▶ Requirements
Quote the line containing "In this exercise you will pick out the white trousers" and all lines that follow it in the listing below, exactly as written.

▶ Entries shown
·····
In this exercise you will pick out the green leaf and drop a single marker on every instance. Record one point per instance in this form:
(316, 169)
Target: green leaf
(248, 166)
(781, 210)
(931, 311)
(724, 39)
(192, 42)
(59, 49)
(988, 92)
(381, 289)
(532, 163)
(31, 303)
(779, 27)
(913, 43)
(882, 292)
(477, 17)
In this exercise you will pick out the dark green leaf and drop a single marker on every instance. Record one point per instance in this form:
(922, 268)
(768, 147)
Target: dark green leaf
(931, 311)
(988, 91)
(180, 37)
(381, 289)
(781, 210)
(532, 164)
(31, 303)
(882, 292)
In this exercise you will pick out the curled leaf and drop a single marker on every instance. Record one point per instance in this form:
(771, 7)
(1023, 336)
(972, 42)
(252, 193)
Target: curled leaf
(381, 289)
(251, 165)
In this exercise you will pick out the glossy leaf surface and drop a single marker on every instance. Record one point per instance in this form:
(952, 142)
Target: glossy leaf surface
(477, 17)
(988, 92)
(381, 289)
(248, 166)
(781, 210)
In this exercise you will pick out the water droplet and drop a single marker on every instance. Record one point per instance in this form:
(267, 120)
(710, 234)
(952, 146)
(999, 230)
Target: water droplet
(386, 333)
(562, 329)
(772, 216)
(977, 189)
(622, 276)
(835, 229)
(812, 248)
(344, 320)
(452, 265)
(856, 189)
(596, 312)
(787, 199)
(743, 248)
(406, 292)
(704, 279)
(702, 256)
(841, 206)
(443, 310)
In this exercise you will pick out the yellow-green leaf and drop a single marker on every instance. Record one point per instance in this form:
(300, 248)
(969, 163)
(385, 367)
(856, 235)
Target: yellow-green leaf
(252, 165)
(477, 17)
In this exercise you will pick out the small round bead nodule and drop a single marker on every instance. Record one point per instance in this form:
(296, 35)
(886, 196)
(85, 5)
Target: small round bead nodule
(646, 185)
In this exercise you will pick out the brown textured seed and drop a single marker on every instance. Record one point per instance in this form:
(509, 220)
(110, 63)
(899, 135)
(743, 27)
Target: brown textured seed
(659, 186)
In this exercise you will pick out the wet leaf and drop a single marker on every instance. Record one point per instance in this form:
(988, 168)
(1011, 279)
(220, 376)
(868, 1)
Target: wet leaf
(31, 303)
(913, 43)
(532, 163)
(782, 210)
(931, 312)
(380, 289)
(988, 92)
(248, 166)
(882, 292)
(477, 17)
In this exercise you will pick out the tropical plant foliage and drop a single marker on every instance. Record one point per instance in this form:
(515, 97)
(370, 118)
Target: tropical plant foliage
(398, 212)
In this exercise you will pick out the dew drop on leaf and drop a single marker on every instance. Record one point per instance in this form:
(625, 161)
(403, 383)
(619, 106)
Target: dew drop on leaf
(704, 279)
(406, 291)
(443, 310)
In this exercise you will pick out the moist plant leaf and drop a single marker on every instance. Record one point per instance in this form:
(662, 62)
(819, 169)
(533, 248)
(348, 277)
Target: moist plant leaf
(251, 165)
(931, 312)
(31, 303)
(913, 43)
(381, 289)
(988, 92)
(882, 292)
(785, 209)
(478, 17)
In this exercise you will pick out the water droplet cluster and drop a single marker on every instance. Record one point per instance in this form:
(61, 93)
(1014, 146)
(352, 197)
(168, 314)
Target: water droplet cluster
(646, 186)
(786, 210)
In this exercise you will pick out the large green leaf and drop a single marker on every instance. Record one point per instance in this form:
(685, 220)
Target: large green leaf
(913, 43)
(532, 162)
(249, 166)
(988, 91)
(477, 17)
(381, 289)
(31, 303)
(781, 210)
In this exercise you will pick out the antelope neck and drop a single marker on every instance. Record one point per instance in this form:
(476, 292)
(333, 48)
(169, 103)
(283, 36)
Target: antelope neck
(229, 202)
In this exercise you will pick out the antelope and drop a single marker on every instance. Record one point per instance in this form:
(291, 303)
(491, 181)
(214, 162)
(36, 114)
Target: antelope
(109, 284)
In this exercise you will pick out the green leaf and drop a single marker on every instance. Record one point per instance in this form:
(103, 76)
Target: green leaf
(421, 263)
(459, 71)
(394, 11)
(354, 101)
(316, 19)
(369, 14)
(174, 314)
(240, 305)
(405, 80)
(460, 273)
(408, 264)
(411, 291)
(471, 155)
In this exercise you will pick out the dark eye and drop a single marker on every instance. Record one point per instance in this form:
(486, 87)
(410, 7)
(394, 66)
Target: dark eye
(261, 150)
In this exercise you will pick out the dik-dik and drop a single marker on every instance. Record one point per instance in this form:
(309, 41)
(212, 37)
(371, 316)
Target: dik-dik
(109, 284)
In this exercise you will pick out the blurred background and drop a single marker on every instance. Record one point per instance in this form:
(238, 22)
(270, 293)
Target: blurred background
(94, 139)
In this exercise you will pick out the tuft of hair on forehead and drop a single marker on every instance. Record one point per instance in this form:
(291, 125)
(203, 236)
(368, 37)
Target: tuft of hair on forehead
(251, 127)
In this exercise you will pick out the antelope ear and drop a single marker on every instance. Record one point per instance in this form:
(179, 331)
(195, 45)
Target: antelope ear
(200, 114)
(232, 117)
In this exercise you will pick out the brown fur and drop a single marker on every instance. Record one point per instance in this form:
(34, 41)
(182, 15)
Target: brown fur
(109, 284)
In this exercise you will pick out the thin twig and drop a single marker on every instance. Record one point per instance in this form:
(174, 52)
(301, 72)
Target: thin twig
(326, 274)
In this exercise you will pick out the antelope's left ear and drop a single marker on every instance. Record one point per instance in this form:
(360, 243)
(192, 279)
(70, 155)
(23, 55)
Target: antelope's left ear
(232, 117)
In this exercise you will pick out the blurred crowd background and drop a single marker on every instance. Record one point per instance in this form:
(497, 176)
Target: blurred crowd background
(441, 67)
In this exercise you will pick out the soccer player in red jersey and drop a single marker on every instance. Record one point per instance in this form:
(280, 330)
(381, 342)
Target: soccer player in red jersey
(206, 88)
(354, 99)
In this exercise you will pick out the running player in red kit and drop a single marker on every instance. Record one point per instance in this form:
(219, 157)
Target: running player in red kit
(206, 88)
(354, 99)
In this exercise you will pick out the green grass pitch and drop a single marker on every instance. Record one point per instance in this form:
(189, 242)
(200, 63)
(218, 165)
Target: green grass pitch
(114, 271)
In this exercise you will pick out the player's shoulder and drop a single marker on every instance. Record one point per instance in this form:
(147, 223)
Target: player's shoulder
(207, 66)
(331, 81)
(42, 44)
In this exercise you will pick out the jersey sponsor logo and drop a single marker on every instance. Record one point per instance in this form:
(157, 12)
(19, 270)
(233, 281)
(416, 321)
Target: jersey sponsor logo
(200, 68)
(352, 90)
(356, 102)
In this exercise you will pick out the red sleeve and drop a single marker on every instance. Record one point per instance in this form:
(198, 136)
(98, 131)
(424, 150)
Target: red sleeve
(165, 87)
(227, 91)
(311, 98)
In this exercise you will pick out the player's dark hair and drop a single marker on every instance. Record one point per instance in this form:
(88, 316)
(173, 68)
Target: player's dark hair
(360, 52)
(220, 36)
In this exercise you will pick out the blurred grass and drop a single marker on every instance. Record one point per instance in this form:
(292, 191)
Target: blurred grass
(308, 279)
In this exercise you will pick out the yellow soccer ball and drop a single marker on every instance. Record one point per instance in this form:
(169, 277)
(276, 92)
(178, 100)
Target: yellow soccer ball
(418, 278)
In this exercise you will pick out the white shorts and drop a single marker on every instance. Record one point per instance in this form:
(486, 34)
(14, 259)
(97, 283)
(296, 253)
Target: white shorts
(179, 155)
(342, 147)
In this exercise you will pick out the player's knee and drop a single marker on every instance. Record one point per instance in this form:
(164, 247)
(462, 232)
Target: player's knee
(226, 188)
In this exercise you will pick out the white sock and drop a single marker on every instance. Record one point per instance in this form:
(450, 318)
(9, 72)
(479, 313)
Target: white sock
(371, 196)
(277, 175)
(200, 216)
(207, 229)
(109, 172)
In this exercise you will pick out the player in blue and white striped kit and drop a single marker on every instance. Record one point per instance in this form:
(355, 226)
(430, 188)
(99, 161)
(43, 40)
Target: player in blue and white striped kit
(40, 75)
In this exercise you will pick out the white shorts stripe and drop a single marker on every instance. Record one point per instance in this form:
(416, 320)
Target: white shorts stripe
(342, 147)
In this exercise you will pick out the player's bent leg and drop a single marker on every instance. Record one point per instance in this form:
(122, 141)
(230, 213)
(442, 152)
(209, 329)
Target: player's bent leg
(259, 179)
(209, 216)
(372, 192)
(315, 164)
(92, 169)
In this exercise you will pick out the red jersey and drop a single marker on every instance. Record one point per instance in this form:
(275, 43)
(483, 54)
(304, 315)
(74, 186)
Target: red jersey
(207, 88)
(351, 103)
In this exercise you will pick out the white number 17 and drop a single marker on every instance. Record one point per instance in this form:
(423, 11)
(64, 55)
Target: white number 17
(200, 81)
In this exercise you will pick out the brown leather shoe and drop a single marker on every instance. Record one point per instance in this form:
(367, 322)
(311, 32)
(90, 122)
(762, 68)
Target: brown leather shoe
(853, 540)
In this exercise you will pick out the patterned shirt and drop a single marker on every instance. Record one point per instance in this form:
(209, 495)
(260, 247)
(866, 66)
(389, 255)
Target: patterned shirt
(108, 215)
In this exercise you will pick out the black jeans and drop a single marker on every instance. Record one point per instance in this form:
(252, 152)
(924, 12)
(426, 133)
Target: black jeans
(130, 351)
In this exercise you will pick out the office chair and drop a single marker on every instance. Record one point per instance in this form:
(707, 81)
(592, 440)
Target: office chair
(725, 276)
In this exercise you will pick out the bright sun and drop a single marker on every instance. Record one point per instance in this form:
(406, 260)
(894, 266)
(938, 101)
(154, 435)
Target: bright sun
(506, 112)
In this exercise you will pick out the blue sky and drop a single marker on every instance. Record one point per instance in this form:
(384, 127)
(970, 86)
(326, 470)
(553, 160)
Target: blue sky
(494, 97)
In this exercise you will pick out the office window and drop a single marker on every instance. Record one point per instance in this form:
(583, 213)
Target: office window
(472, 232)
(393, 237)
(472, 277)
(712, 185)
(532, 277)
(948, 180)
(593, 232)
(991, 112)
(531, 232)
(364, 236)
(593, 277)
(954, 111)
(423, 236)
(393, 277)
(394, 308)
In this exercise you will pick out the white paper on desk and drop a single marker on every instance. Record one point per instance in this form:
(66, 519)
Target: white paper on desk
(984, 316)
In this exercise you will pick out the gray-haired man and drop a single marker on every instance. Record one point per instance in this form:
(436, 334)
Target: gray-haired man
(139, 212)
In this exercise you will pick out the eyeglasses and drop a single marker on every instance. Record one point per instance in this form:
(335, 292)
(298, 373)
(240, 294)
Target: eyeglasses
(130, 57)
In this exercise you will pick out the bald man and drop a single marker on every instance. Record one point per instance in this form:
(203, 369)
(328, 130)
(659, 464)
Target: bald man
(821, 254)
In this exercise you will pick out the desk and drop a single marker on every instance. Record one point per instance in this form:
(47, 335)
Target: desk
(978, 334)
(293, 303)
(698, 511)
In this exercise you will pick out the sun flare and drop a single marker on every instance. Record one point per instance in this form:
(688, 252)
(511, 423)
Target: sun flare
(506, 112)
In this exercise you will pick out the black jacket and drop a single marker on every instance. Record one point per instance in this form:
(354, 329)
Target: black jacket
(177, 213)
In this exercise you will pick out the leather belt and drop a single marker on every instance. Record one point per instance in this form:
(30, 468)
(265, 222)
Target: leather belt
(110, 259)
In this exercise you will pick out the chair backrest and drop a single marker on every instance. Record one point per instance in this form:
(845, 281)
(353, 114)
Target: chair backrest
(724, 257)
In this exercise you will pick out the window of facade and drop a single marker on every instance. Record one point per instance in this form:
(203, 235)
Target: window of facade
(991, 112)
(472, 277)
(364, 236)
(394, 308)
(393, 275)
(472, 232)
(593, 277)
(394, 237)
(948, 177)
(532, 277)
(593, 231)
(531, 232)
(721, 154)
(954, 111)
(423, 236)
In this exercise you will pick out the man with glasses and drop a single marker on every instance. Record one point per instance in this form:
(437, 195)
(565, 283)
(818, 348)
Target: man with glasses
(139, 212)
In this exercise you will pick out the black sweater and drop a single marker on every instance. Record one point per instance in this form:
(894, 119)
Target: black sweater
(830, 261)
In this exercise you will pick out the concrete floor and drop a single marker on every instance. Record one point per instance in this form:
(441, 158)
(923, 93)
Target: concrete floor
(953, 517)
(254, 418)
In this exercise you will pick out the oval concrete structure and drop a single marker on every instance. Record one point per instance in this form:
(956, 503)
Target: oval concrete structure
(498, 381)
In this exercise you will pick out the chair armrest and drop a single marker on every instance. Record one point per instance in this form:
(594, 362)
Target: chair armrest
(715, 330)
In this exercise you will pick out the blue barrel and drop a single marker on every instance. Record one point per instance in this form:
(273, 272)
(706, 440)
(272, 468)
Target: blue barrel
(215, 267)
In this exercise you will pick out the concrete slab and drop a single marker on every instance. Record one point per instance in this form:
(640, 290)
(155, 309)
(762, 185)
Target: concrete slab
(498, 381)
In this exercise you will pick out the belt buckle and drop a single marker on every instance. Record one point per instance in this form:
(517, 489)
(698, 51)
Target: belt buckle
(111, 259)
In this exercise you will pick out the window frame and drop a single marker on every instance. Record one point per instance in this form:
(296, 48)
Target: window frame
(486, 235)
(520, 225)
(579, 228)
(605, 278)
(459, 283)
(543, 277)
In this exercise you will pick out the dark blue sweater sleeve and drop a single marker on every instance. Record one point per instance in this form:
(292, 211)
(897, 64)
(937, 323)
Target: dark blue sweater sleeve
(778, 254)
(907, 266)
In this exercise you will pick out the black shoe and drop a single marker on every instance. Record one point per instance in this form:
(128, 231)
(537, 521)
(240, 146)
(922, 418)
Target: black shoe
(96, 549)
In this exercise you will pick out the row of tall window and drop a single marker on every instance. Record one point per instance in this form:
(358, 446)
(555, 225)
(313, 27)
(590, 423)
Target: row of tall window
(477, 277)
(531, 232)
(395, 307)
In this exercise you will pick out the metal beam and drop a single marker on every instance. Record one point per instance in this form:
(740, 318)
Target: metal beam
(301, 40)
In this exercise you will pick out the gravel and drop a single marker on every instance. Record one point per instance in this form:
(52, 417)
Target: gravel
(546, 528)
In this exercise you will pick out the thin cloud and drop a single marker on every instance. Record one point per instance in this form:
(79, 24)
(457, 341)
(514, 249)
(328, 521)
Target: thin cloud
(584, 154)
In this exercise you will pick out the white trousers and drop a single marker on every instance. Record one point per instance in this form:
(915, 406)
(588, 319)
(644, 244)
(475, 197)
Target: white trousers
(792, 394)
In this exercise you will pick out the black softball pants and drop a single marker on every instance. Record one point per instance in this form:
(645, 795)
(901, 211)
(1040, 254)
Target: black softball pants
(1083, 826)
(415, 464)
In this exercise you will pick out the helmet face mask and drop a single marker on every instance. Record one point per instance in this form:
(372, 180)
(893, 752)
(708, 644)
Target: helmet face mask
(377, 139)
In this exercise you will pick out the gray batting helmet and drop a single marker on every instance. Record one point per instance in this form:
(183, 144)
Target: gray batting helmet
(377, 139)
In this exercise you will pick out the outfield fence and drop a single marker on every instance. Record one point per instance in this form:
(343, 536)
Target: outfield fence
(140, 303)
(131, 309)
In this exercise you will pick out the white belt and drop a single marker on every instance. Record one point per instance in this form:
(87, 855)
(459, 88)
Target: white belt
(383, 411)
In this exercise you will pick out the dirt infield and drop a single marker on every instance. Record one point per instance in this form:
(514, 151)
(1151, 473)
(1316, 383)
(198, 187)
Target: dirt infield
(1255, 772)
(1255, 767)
·····
▶ Task output
In this exercise you will pick out the white trousers and drop a single marker on every instance. Record one point per instance in this form:
(915, 406)
(588, 319)
(644, 244)
(475, 197)
Target: white trousers
(792, 394)
In this exercise you will pick out the black softball pants and drop a single marker on every instance. Record one point per instance in this form:
(645, 795)
(901, 211)
(1040, 254)
Target: black softball pants
(1083, 826)
(415, 464)
In this exercise you will pick out the helmet face mask and drop a single marker on every instance. Record one point per instance in this form:
(372, 180)
(893, 752)
(708, 644)
Target: helmet face mask
(377, 139)
In this exercise you will pick out the gray batting helmet and drop a single marker on every instance. Record one point per instance in this form:
(183, 144)
Target: gray batting helmet
(377, 139)
In this exercise you will pick out the outfield fence and drop a single marker on every instance. Record one point per instance in this form:
(343, 536)
Target: outfield fence
(140, 303)
(131, 309)
In this exercise you will pick out the white belt and drop a single marker on every instance. Record one point per instance in this form:
(87, 855)
(459, 88)
Target: white belt
(383, 411)
In this exercise you will pick out the dirt infield and drop a single marker on every instance. Record one point per instance in this form:
(514, 151)
(1151, 473)
(1316, 383)
(198, 187)
Target: dirt infield
(1255, 772)
(1255, 767)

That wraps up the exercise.